---- EXTRAIT DU TEXTE

Cuba : Réactions à la mort par grève de la faim du blogueur Orlando Zapata Tamayo

Le 19 janvier a été un triste jour pour la blogosphère cubaine puisque les internautes ont appris la nouvelle de la mort du prisonnier Wilman Villar Mendoza, en grève de la faim depuis novembre dernier [en anglais]. De nombreux blogueurs ont comparé sa situation [en anglais] à celle d’ Orlando Zapata Tamayo, autre  prisonnier politique mort en  2010 et premier prisonnier politique cubain mort depuis 1972 des suites d’une grève de la faim.

Un blogueur cubain exilé a clairement  montré dans le blog Uncommon Sense [en anglais] la relation existante entre les deux cas :

La dictature de Castro a son sang sur les mains  comme il a celui d’Orlando Zapata et de Juan Soto.
Et à l’image de ces martyrs, il ne sera jamais oublié.

Il a aussi créé un lien renvoyant à une déclaration de la Coalition des femmes cubaines-américaines [anglais], qui donne plus d'informations sur ” la mort  du prisonnier politique Wilman Villar Mendoza et sur la réponse donnée suite à  cet évènement  par la dictature qui a conséquemment accentué la répression”.

De nombreux blogueurs à l’instar du blog Babalú ont aussi fait des commentaires sur la mort de Mendoza. Val Prieto montre que le dissident n’est pas seulement mort “en raison d’une privation de ses droits et libertés… mais en raison aussi de l’injustice et de l’avilissement dont il a été victime”:

Wilmar Villar Mendoza…qui menait une grève de la faim depuis 50 jours et protestait tant contre son incarcération que contre l’abjecte violation de ses droits et libertés fondamentales est mort hier des mains du gouvernement cubain. Il avait 31 ans.

C’est un héros qui est mort avec Wilmar Villar Mendoza. Non seulement parce qu’il a eu le courage de se lever par convictions contre ce Goliath qu’est le régime de Castro mais aussi parce qu’il s’est sacrifié avec stoïcisme et dignité.

Wilmar Villar Mendoza s’est sacrifié et est mort pour que 11 millions de ses compatriotes cubains puissent se libérer de la tyrannie qui l’a assassiné.

Alberto de la Cruz a partagé “un court instant de lumière ” à l’occasion de la mort de cet homme :

Comme ceci est arrivé lors des assassinats de Zapata Tamayo, de Soto et de Pollán, pendant un bref moment, l’assassinat de Wilmar Villar Mendoza a mis à bas la façade et les mensonges de la dictature de Castro, lesquels ont  pendant tant de décennies servi de bouclier.

--------
---- DONNÉES À UTILISER

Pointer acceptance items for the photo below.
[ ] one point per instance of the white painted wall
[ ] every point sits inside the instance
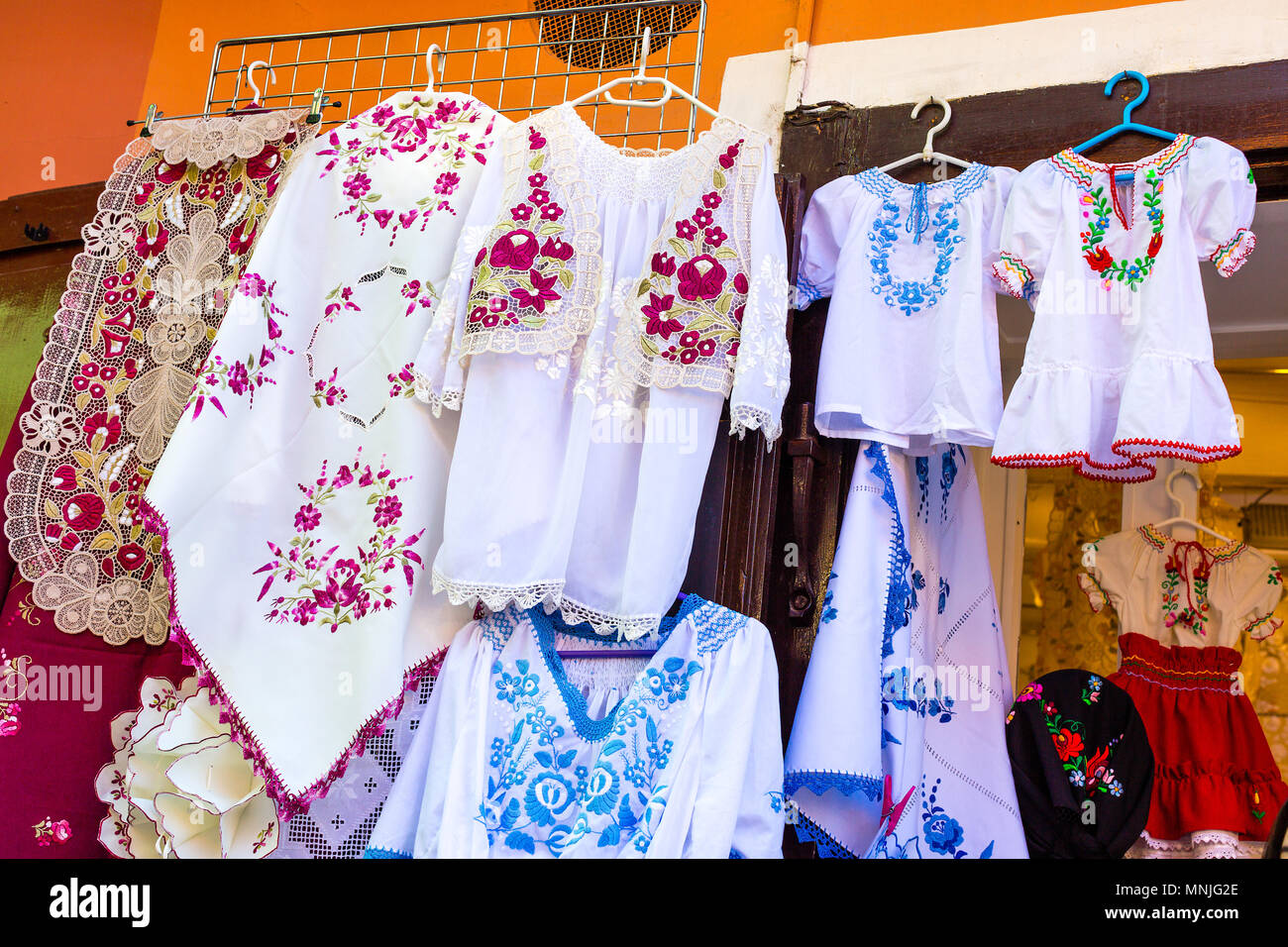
(1154, 39)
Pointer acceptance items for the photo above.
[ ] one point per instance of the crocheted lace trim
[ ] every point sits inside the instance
(549, 595)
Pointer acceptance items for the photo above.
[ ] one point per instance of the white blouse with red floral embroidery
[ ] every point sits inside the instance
(301, 495)
(1119, 367)
(603, 304)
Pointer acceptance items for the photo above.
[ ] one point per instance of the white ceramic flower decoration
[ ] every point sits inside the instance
(178, 785)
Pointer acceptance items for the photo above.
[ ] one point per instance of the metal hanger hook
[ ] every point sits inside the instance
(250, 77)
(433, 53)
(1138, 99)
(1171, 480)
(927, 153)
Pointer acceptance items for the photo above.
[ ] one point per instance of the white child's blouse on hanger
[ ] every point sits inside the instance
(909, 268)
(1119, 367)
(679, 755)
(603, 305)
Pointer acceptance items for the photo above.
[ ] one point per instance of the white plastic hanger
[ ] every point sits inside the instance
(669, 88)
(250, 78)
(1179, 519)
(928, 154)
(434, 52)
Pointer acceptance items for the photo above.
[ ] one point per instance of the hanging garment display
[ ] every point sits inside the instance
(910, 270)
(909, 680)
(603, 304)
(519, 754)
(1082, 764)
(1183, 609)
(1119, 367)
(174, 227)
(303, 488)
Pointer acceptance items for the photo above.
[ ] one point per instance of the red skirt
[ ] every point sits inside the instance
(1212, 764)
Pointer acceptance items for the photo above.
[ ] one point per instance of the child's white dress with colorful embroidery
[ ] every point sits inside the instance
(601, 308)
(898, 749)
(674, 755)
(301, 493)
(910, 272)
(1119, 367)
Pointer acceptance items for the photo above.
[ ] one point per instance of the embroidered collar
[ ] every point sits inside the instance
(1081, 170)
(546, 626)
(881, 184)
(906, 294)
(1159, 541)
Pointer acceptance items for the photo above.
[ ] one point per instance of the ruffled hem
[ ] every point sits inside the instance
(1235, 252)
(550, 596)
(288, 804)
(1068, 415)
(1203, 844)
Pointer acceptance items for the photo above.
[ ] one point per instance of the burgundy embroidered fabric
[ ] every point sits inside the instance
(52, 749)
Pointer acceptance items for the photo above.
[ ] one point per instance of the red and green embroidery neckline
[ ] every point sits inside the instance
(1160, 541)
(1099, 206)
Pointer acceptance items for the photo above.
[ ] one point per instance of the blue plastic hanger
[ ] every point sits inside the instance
(1126, 124)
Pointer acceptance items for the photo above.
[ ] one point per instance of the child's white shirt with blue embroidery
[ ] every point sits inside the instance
(675, 755)
(909, 268)
(1119, 367)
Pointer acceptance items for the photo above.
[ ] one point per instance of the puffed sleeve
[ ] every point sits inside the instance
(1262, 586)
(1108, 566)
(439, 373)
(739, 808)
(1001, 180)
(827, 219)
(1028, 231)
(1220, 198)
(764, 365)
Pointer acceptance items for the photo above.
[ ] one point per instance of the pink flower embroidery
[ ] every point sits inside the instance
(514, 250)
(542, 291)
(555, 249)
(664, 264)
(447, 183)
(702, 277)
(657, 321)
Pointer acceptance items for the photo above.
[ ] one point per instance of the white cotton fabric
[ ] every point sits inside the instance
(909, 685)
(1119, 368)
(683, 758)
(580, 462)
(917, 291)
(336, 298)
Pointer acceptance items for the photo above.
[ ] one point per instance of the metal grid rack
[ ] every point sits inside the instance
(518, 63)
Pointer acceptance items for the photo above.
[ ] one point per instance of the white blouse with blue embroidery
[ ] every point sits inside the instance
(675, 755)
(909, 268)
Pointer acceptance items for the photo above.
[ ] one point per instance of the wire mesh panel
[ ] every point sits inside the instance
(516, 63)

--------

### EXERCICES:
**a)** D'après l'extrait sur Cuba, en quelle année Orlando Zapata Tamayo est-il mort ?
**b)** Relevez chaque ligne des entrées où figure le mot « with ». La casse compte.

### RÉSULTATS ATTENDUS:
**a)** En 2010.

**b)**
[ ] one point per instance of the white blouse with red floral embroidery
[ ] one point per instance of the child's white dress with colorful embroidery
[ ] one point per instance of the child's white shirt with blue embroidery
[ ] one point per instance of the white blouse with blue embroidery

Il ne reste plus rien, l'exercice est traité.